-- start of SUPPLIED MATERIAL --

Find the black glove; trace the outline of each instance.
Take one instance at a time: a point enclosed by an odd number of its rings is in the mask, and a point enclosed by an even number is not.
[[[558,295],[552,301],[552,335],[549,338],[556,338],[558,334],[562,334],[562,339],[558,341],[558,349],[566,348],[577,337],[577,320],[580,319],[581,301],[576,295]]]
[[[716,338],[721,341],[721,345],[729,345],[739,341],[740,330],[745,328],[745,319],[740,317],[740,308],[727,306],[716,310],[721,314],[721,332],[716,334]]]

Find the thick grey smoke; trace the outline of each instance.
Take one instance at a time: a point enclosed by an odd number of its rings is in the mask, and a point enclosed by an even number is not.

-- end of SUPPLIED MATERIAL --

◆ AIM: Revise the rows above so that every occurrence of "outline" becomes "boundary", keeping all other text identical.

◆ TASK ANSWER:
Find the black glove; trace the boundary of each instance.
Take one instance at a time: a point enclosed by an odd number of its rings is in the mask, and a point enclosed by an even number is not.
[[[558,295],[552,301],[552,335],[549,338],[556,338],[558,334],[562,334],[562,339],[558,341],[558,349],[566,348],[577,337],[577,320],[580,319],[581,301],[576,295]]]
[[[716,338],[721,341],[721,345],[729,345],[739,341],[740,330],[745,328],[745,319],[740,317],[740,308],[727,306],[716,310],[721,314],[721,332],[716,334]]]

Find the thick grey smoke; trace the boundary of each instance.
Take one instance at a time: a point enclosed by an odd number of its rings is in the mask, and a point enclosed by an even number is not.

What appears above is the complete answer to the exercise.